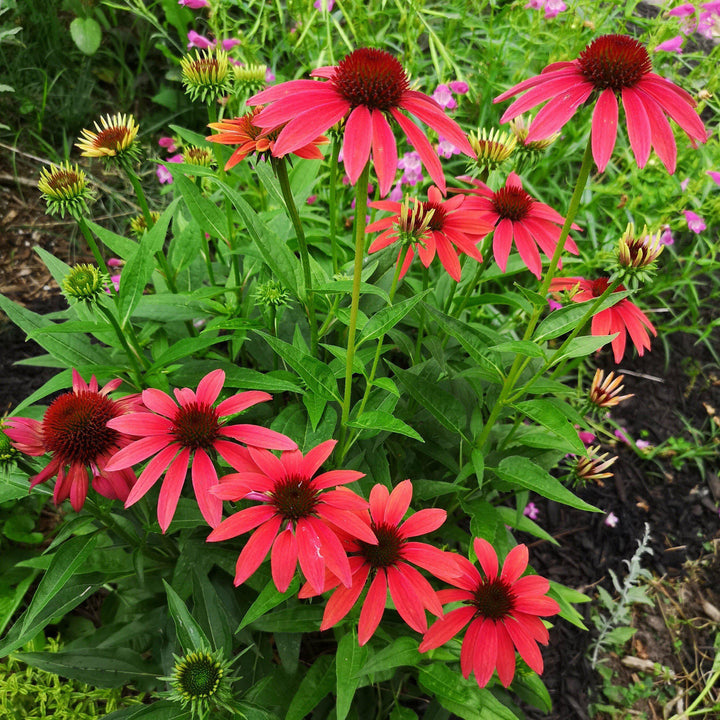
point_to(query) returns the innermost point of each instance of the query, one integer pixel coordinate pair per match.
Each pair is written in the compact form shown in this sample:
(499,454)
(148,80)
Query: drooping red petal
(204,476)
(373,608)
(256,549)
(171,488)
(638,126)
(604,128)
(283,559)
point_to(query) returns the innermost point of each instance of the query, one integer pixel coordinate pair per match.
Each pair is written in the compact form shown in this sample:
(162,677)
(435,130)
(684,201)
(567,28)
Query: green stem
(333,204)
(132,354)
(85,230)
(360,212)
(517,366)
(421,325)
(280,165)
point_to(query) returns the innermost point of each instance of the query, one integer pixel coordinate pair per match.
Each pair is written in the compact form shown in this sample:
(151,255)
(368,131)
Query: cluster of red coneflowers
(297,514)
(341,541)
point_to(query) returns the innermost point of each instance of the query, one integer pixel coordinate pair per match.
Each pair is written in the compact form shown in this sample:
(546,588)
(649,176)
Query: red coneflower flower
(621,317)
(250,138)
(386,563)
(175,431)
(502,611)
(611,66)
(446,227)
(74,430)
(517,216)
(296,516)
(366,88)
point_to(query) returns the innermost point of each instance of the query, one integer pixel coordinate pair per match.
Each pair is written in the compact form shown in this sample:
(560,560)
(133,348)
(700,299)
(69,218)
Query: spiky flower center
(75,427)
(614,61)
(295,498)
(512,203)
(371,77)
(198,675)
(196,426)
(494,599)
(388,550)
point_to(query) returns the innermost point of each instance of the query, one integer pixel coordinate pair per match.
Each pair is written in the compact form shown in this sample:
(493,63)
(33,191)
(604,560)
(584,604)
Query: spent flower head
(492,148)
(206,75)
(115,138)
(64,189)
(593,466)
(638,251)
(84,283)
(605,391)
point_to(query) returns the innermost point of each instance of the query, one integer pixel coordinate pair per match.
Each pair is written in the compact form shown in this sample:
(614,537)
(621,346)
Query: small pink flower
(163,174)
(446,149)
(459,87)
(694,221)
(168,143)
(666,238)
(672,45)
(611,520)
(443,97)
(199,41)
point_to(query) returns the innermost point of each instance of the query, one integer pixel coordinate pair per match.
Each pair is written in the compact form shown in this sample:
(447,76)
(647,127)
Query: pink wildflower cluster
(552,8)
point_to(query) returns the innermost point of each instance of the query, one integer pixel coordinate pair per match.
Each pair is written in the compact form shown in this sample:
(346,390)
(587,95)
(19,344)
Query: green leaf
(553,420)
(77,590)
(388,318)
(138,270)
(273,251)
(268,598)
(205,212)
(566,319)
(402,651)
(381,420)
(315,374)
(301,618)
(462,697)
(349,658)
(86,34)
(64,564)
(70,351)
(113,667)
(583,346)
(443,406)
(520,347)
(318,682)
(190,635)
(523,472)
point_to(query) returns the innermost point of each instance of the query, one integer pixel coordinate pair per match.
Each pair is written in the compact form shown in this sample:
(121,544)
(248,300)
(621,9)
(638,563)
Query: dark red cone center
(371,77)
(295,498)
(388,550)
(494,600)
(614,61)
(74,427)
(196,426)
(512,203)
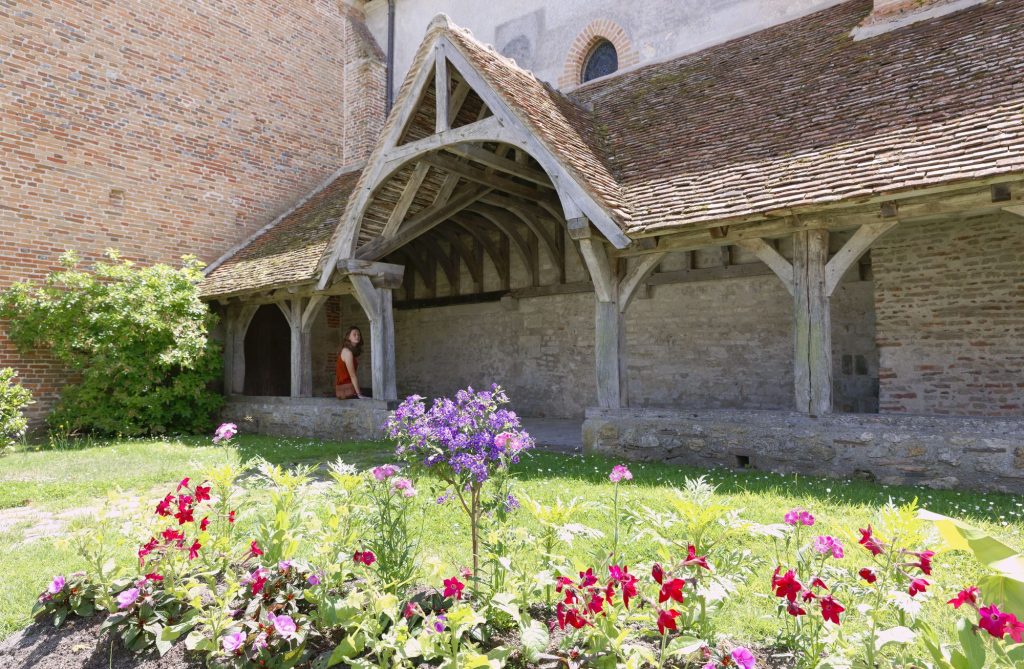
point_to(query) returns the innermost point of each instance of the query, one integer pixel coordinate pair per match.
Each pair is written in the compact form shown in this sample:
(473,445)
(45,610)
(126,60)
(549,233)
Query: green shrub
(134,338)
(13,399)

☆ ☆ ☆

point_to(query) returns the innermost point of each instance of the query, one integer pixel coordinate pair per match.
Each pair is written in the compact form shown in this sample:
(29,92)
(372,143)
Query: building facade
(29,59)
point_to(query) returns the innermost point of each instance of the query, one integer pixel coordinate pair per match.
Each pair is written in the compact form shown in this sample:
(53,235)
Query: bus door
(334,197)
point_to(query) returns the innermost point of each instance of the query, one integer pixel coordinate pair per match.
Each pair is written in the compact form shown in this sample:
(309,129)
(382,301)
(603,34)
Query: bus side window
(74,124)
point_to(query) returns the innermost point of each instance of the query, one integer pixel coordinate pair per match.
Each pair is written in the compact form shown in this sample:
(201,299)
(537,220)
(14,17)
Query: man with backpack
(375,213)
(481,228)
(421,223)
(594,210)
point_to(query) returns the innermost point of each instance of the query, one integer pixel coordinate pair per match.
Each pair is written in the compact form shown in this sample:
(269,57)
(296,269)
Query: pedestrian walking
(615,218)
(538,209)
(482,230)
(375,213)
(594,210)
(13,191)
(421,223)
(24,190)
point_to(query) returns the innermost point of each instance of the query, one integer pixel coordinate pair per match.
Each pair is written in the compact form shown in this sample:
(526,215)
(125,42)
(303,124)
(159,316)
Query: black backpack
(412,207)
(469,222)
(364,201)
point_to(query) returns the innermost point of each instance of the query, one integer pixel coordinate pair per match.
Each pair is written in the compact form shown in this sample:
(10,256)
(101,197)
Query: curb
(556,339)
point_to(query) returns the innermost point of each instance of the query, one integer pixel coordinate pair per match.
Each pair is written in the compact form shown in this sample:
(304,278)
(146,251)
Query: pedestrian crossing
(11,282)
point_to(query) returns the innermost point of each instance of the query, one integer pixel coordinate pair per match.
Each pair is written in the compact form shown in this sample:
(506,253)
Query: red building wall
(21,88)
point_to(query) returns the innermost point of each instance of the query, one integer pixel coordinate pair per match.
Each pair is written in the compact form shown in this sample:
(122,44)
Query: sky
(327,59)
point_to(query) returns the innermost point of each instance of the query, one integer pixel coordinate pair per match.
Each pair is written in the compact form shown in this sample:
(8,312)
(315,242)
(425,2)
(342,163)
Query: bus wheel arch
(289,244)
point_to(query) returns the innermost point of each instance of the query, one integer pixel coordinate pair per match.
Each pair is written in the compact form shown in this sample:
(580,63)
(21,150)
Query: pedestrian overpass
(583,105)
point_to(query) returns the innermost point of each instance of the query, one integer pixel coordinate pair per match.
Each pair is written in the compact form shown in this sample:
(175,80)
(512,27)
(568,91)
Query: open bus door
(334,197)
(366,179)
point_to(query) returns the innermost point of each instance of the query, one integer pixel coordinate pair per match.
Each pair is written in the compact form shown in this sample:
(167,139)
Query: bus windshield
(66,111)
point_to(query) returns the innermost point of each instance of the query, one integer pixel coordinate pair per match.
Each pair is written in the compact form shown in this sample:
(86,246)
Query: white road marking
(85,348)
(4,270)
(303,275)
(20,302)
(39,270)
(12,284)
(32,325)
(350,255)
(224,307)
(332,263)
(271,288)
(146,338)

☆ ☆ ☆

• **What the exercise asks**
Extract each line of the items above that contains the string "center", where a match must have the same letter case.

• **Output for this task**
Query: spiky flower center
Query: dark red cone center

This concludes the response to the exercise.